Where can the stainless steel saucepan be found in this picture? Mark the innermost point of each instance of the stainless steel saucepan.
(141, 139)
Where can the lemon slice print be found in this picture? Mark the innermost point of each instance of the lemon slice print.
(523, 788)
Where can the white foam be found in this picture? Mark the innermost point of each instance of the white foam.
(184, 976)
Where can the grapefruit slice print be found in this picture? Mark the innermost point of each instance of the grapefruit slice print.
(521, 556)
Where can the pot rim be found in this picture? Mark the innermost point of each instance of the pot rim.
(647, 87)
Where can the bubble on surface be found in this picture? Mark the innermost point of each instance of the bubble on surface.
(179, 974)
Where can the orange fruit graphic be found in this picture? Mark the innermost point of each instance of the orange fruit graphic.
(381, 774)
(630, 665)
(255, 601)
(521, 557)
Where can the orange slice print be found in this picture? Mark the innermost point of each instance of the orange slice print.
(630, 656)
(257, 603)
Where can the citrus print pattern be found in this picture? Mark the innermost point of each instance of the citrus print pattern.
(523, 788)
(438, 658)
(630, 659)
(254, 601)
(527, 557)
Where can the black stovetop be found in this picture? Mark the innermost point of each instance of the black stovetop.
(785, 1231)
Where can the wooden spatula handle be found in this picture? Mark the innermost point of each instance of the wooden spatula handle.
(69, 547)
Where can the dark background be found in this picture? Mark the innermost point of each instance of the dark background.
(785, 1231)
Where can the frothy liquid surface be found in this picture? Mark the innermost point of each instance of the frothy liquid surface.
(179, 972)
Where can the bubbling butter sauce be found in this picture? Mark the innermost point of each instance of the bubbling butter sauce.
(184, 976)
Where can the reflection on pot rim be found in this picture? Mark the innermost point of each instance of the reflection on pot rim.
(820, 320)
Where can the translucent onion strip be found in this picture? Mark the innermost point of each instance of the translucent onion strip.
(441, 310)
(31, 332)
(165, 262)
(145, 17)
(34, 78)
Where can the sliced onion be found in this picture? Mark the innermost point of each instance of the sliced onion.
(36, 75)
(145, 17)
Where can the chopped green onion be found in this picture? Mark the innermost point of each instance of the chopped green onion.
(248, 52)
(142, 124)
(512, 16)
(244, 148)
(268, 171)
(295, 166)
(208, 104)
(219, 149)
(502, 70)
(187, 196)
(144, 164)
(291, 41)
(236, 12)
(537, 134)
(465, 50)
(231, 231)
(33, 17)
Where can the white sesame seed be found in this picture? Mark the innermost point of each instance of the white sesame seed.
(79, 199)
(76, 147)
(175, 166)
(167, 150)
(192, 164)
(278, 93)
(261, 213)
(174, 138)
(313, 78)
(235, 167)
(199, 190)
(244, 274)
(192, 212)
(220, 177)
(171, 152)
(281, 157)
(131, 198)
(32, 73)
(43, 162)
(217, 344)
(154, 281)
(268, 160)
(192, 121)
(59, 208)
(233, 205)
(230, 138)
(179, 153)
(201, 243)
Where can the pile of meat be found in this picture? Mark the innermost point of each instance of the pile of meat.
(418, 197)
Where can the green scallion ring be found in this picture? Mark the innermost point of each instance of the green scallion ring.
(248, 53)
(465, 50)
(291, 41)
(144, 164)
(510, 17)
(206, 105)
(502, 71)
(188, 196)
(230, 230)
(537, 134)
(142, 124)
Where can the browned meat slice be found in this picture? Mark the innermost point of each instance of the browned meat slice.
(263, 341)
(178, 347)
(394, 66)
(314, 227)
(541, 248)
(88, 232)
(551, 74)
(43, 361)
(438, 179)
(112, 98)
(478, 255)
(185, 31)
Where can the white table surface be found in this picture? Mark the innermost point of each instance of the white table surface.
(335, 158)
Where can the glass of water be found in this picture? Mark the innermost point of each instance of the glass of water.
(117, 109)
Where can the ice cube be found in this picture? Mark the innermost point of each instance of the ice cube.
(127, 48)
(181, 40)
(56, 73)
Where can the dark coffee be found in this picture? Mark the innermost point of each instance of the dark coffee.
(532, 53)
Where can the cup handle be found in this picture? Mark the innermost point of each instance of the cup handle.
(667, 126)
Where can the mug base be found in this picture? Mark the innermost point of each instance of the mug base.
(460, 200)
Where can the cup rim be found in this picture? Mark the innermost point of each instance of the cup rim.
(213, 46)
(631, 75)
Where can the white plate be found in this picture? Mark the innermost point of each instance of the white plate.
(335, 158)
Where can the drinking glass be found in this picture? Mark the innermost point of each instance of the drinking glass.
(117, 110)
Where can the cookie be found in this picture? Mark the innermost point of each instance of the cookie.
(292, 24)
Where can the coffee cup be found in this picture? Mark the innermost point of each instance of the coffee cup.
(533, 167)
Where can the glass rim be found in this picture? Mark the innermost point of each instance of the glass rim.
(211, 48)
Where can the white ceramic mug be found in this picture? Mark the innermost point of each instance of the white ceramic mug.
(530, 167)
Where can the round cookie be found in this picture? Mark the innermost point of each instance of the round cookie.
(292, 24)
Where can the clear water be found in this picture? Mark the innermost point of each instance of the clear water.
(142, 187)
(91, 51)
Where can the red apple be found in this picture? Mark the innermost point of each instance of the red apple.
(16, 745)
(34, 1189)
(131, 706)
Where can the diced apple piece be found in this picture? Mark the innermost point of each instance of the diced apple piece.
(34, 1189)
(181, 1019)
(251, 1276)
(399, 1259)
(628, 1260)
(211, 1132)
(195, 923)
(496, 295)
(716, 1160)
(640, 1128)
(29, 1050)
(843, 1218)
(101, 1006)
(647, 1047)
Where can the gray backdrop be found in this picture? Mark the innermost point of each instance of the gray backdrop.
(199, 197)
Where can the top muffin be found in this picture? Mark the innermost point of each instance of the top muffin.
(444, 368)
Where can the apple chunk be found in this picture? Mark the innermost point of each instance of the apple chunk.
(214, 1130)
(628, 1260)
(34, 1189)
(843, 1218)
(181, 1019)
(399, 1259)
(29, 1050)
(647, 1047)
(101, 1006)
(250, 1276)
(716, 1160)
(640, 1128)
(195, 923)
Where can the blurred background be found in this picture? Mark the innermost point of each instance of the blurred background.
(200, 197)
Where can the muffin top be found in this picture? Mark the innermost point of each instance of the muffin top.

> **Task statement**: Copy out every line from the one containing "Where can the round" to the end of the material, both ends included.

> **The response**:
Where can the round cookie be found in this picture? Mark the innermost point of each instance of the round cookie.
(292, 24)
Where can the clear water be found in this picture? Mark the innermost point of each instance of the clear water.
(142, 187)
(91, 51)
Where can the red apple be found in this picture? Mark the innermost point of each instance of the red apple.
(16, 745)
(34, 1189)
(131, 706)
Where can the diced apple piece be found in this picture? Mark the innermost point of each instance of the diced apple piece.
(34, 1189)
(181, 1019)
(251, 1276)
(399, 1259)
(628, 1260)
(211, 1132)
(195, 923)
(496, 295)
(716, 1160)
(640, 1128)
(29, 1050)
(843, 1218)
(101, 1006)
(647, 1047)
Where can the gray backdrop be found in this picture? Mark the innermost point of each instance of the gray backdrop.
(199, 197)
Where can the top muffin be found in this picture? Mark the innermost point of each instance of the top muffin.
(444, 368)
Where can the apple chunk be found in this picture? Mark the innermost point of each instance of the apple chunk.
(214, 1130)
(628, 1260)
(34, 1189)
(843, 1218)
(181, 1019)
(399, 1259)
(29, 1050)
(647, 1047)
(101, 1006)
(250, 1276)
(716, 1160)
(640, 1128)
(195, 923)
Where can the blurred background be found in this picture? Mark the innermost point of each instance of the blurred background.
(200, 197)
Where can the muffin top be found in this picture? Mark the innermost point of each instance of the muffin top.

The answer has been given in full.